# [Try it]
Return, in their exact form, the lines that lie between the start of the data below and the line containing "inside the mask", with both ends included.

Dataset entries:
_ _ _ _ _

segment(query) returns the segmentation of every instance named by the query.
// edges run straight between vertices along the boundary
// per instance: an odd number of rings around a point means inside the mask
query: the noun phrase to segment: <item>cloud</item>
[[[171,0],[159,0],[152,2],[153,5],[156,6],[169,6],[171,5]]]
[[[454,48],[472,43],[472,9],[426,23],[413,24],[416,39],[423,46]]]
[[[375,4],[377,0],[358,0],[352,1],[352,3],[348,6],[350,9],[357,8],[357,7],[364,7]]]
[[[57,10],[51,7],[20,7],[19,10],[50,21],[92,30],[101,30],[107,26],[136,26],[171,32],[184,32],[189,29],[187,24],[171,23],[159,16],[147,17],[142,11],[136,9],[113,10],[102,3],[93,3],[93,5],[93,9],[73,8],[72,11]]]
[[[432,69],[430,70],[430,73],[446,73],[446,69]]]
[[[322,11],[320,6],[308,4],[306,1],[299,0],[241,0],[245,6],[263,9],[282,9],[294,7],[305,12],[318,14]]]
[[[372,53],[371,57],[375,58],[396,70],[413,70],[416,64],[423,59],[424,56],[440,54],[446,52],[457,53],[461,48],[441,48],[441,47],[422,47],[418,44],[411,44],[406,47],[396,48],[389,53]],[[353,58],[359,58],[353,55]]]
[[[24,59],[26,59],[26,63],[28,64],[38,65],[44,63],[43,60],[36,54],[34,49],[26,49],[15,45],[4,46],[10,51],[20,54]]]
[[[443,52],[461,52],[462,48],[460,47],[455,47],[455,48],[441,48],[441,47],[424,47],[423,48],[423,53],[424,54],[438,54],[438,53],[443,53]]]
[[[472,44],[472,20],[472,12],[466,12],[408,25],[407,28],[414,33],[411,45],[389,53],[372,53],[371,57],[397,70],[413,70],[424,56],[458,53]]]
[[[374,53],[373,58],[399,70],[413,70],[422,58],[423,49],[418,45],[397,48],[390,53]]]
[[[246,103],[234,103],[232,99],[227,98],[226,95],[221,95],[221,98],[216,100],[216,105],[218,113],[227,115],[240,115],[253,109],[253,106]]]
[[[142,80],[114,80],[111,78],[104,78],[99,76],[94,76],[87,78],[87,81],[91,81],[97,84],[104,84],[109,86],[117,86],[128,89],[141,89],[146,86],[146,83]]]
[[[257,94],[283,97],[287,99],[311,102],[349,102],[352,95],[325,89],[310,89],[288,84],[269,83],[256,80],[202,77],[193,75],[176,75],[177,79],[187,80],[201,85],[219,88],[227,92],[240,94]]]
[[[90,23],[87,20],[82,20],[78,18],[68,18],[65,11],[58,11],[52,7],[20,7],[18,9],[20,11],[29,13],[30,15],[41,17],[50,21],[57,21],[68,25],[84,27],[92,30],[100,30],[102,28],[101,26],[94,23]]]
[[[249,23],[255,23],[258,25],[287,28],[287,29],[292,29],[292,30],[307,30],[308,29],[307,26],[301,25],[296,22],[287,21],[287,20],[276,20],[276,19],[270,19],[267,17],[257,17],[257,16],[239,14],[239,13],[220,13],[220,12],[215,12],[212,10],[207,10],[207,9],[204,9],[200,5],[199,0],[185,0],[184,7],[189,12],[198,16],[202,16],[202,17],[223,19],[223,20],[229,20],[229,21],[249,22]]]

_ _ _ _ _

# [Result of the task]
segment(query) returns the segmentation of every instance named by the query.
// edges run straight between vertices along the boundary
// per instance: an odd number of rings around a point means inside the mask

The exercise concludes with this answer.